PROBLEM REQUIREMENTS:
Turn the lines of the entries from the one containing "[mark] the underwater" through the last line of the entries, both ends included, into a numbered list, leaving out blank lines.

DATA PROVIDED:
===============

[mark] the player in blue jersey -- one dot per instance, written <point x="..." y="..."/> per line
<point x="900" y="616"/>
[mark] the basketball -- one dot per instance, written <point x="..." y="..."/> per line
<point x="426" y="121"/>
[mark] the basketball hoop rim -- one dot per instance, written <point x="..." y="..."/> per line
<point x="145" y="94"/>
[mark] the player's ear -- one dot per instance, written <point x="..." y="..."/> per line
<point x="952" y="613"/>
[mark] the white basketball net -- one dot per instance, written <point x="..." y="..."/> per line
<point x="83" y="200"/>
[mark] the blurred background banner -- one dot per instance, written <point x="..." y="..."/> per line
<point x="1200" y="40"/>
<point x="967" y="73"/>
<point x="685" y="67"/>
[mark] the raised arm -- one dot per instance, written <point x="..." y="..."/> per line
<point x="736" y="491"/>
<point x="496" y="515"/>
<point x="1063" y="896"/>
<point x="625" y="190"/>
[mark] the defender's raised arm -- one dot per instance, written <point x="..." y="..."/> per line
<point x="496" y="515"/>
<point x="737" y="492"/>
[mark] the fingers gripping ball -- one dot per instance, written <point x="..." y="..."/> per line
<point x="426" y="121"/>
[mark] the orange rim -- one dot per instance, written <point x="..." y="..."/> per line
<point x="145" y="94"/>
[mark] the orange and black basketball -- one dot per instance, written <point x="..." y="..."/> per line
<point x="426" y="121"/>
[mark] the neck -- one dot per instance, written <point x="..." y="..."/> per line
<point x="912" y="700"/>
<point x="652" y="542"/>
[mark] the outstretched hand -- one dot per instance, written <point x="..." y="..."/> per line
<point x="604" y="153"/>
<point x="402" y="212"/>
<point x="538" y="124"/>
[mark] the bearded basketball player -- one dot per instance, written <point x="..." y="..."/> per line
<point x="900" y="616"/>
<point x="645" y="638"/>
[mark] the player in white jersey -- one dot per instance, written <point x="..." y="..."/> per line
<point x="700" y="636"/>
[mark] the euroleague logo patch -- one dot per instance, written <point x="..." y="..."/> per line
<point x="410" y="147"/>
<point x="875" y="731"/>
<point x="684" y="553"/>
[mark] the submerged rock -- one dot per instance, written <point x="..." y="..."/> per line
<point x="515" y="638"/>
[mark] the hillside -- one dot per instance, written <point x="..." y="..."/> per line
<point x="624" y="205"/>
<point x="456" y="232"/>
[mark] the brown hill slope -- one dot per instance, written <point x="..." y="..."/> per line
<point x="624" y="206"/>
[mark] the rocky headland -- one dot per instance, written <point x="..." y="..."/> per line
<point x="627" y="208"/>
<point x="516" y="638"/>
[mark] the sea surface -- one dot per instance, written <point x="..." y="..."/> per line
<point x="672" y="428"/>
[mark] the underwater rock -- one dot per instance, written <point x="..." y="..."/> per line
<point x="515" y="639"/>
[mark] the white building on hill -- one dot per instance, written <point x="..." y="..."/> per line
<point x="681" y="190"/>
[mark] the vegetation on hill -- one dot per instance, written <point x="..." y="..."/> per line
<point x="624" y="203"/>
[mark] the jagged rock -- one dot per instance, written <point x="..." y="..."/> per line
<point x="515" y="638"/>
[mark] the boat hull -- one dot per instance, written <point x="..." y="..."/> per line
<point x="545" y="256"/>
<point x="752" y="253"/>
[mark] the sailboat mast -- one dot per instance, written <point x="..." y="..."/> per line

===============

TASK RESULT:
1. [mark] the underwater rock -- one dot per instance, written <point x="..." y="..."/> per line
2. <point x="515" y="639"/>
3. [mark] the white building on hill -- one dot per instance, written <point x="..." y="..."/> per line
4. <point x="681" y="190"/>
5. [mark] the vegetation on hill -- one dot per instance, written <point x="..." y="..."/> per line
6. <point x="624" y="203"/>
7. [mark] the jagged rock -- one dot per instance, written <point x="..." y="..."/> per line
8. <point x="515" y="638"/>
9. [mark] the boat hull -- one dot per instance, written <point x="..." y="..."/> per line
10. <point x="545" y="256"/>
11. <point x="752" y="253"/>
12. [mark] the sailboat mast -- one dot per instance, written <point x="..." y="..."/> per line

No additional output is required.